▸ **BRIEF A**:
Answer these questions using the passage on Lee Breuer's theater below:
(i) Which company does Breuer direct, and in what city is it based?
(ii) What change did Breuer make to the lead role in King Lear?
(iii) How does the passage characterize Stanislavski?
▸ **BRIEF B**:
Carry on the passage comparing Breuer and Stanislavski, picking up after its final sentence.

▸ **GIVEN PASSAGE**:
## BEGIN
Lee Breuer, director of the Mabou Mines company based in New York, is one such artist. Breuer’s radical productions have earned critical acclaim for their fundamental deconstruction of classic plays like King Lear (where he gender reversed the lead role), using the original text as a stimulus from which a blend of styles emerge and extracting another element of meaning from famous plays which are often reproduced without much innovative artistic merit.

His production of Dollhouse, an adaptation of Ibsen’s revolutionary social drama, illuminates acutely the comparison between Stanislavski, the conservative realist, and Breuer, the avant-garde “auteur”. So, in comparing the work of these two artists, what can we hope to discover? Though separated by a hundred years of theatrical innovation, is there a common element fundamental to their different styles? How exactly do they differ, and what ideologies and justifications lie behind each interpretative choice they make?
## END
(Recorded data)
## BEGIN
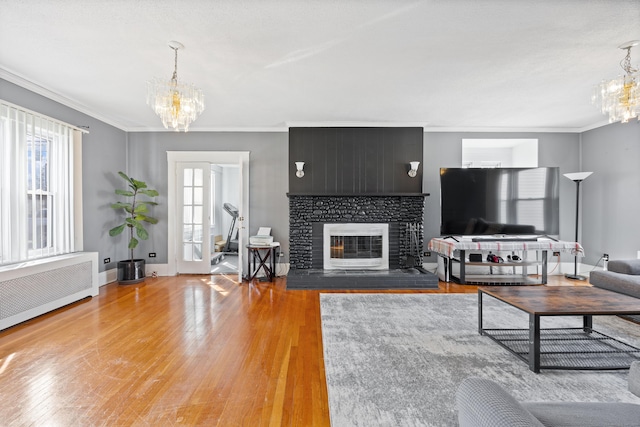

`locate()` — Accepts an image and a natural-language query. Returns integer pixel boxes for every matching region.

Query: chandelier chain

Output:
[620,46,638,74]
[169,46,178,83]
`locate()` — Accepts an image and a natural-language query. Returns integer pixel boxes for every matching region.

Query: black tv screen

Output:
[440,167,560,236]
## END
## BEGIN
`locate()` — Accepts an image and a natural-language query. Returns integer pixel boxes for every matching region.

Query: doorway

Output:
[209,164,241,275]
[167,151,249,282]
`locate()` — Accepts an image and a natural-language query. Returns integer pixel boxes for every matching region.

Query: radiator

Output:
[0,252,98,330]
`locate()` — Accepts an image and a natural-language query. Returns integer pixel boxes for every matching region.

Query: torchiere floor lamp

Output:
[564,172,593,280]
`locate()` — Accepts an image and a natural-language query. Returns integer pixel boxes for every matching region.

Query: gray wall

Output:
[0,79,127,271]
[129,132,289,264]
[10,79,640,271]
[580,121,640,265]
## END
## BEGIN
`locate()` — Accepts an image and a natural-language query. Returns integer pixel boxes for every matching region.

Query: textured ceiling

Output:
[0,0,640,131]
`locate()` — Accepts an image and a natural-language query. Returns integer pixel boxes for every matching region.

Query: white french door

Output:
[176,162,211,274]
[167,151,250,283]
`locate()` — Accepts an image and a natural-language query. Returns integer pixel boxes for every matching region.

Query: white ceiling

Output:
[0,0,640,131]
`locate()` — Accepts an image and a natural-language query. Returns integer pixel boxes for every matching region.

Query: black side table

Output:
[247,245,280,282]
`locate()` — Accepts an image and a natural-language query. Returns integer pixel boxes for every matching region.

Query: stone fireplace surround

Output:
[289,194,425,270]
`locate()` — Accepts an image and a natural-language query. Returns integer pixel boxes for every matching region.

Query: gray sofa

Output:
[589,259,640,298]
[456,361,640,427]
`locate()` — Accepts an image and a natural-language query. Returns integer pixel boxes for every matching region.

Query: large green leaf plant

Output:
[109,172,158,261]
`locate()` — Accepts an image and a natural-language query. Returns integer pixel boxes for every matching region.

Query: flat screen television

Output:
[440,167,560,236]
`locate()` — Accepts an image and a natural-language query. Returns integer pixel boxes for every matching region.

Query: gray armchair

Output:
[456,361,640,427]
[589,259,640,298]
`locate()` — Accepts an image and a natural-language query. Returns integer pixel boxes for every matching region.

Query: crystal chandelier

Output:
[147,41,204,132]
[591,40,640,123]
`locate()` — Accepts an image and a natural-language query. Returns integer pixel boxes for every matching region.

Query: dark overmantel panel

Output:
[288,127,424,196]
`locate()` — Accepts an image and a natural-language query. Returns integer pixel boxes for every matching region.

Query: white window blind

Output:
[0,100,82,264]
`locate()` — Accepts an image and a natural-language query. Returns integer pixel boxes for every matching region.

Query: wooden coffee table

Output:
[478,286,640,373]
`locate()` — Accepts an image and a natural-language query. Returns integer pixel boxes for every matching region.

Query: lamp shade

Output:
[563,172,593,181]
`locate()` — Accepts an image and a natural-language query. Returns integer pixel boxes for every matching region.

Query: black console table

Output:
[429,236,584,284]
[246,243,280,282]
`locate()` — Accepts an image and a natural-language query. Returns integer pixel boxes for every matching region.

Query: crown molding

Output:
## END
▸ **TASK OUTPUT A**:
(i) Mabou Mines, based in New York.
(ii) He gender reversed it.
(iii) As the conservative realist.

▸ **TASK OUTPUT B**:
Stanislavski’s Moscow Art Theatre was originally housed in the Hermitage theatre, a shallow proscenium arch stage with a curtain raising to unveil the onstage action. However, this was probably more out of necessity than choice, as in 1901 a new theatre was purpose built for the company. While remaining a proscenium arch, the performance space eschewed the melodrama of convention, having no orchestra pit; emphasising a formal, fourth wall between actors and audience. This style, pioneered by the 19th century French practitioner Andre Antoine, conducted the play as if the audience were hidden voyeurs on the action.

Of greatest importance was that the actors not acknowledge their awareness of the audience, or of the theatricality and fiction of the play they are immersed in. Stanislavski further cultivated this through his use of “circles of attention”. In this exercise, performers would attempt to constrict their focus to the stage itself, rather than admitting the audience. The object of all this is to create a snapshot of a real world onstage, inhabited by the characters. By contrast, Breuer’s Dollhouse shuns this realism; in true Brechtian tradition, we are constantly reminded of the theatricality of what we are seeing.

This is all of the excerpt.